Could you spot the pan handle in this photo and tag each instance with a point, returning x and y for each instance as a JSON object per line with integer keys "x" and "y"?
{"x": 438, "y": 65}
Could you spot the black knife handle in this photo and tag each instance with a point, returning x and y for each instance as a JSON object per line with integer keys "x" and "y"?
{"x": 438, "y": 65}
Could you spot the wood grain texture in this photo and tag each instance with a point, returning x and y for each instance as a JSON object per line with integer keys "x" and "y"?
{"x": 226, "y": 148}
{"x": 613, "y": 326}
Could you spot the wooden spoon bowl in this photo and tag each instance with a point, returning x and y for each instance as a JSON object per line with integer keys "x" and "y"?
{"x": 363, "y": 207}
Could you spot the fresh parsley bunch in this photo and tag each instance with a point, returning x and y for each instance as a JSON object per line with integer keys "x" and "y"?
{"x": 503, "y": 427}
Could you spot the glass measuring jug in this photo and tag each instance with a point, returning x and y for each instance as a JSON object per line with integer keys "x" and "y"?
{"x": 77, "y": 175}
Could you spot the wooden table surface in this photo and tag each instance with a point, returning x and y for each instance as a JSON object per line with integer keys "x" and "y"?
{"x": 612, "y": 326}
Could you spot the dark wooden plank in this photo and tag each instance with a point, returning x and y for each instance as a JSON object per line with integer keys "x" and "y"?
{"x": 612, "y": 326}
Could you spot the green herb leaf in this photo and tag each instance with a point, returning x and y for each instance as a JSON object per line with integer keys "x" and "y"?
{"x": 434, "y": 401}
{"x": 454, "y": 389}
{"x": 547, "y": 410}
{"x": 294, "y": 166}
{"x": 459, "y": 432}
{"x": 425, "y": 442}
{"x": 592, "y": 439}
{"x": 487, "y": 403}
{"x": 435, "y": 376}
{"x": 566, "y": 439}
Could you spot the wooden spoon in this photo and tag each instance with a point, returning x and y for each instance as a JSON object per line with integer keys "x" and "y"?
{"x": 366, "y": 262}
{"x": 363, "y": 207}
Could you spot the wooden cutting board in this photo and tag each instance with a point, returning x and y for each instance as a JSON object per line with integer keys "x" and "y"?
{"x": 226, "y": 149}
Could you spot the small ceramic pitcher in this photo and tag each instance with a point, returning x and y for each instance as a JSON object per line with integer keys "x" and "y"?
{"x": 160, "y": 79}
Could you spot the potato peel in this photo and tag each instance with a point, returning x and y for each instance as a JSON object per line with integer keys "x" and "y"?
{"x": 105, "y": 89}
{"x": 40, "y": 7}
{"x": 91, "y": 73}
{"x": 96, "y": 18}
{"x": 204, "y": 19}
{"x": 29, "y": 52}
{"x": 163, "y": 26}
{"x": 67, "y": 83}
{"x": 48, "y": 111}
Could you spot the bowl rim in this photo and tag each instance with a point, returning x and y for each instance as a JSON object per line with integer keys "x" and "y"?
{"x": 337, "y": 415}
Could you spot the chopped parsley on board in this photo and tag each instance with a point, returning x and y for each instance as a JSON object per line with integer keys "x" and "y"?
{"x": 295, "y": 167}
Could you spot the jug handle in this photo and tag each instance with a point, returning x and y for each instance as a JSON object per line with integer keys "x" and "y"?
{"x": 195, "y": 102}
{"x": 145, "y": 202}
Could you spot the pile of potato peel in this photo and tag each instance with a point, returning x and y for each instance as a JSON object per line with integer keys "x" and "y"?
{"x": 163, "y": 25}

TO BE DONE. Could you copy every row above without changing a single character?

RESPONSE TO THE TASK.
Could you spot the pan handle in this photo and tag each instance with a point, returning x and y for each instance as a JSON object per line with integer keys "x" and "y"?
{"x": 438, "y": 65}
Could you spot the black knife handle in this photo and tag each instance with a point, returning x and y for each instance as a JSON object per line with integer keys "x" and "y"?
{"x": 438, "y": 65}
Could you spot the wood grain texture in this photo and tag each instance with a point, returning x and y for each instance as a JSON object per line with integer keys "x" and "y"?
{"x": 226, "y": 148}
{"x": 613, "y": 326}
Could you spot the wooden spoon bowl in this photo and tag each instance with a point, returning x and y for each instance as a JSON object per line with integer keys "x" and "y"?
{"x": 363, "y": 207}
Could you spot the fresh parsley bunch in this photo and tag each instance with a point, returning x and y for each instance as a JSON object per line with integer keys "x" and "y"?
{"x": 503, "y": 427}
Could you spot the glass measuring jug in this photo and tag each instance with a point, returning x and y for each instance as a JSON object per line with integer keys "x" and "y"?
{"x": 77, "y": 175}
Could you spot the wooden table surface in this photo and tag each instance with a point, returning x and y for each instance as a JSON object per line with integer keys "x" and "y"?
{"x": 612, "y": 326}
Could you spot the dark wooden plank in this photo and tag each instance with a point, returning x and y for each instance as a JSON object per line with integer keys "x" and "y"?
{"x": 612, "y": 326}
Could you spot the green herb leaf in this photo and tag each instance with a point, returning x and y for each instance as a JSON object per line with integer keys "x" and "y"?
{"x": 434, "y": 401}
{"x": 454, "y": 389}
{"x": 547, "y": 410}
{"x": 294, "y": 166}
{"x": 459, "y": 432}
{"x": 425, "y": 442}
{"x": 592, "y": 439}
{"x": 487, "y": 403}
{"x": 435, "y": 376}
{"x": 566, "y": 439}
Could you spot the wooden spoon in this photo and tag each instance with a point, returning x and y for each instance as a JSON object per line with integer keys "x" and "y"?
{"x": 366, "y": 262}
{"x": 363, "y": 207}
Could you spot the wooden cutting board in this photo and tag each instance with a point, returning x and y for each instance as a JSON object per line with integer keys "x" and "y"?
{"x": 226, "y": 149}
Could you spot the small ceramic pitcher in this photo and tag each instance with a point, returning x and y for each instance as a JSON object per line with integer keys "x" and "y"?
{"x": 160, "y": 79}
Could you spot the potato peel in this photo and tag each instance with a point, returning x and y for each instance as a JSON object per line with integer keys "x" and "y"?
{"x": 105, "y": 89}
{"x": 40, "y": 7}
{"x": 91, "y": 73}
{"x": 96, "y": 18}
{"x": 204, "y": 19}
{"x": 29, "y": 52}
{"x": 163, "y": 26}
{"x": 67, "y": 83}
{"x": 48, "y": 111}
Could you spot the bowl rim in this photo and tag each instance with a point, returning x and y for each instance as a JSON object per line with integer keys "x" and "y"?
{"x": 337, "y": 415}
Could you spot the chopped parsley on board in this photo and tag each instance with a point, returning x and y for each instance as a JSON object per line with integer keys "x" and "y"?
{"x": 295, "y": 167}
Could you spot the jug handle in this photo and tag each instance with a point, returning x and y for each instance as a JSON object per line with integer keys "x" and "y"?
{"x": 195, "y": 102}
{"x": 145, "y": 202}
Could you spot the pile of potato peel in this photo and tag each instance with a point, returning x and y for each instance as a JSON object per line with integer keys "x" and "y"?
{"x": 163, "y": 25}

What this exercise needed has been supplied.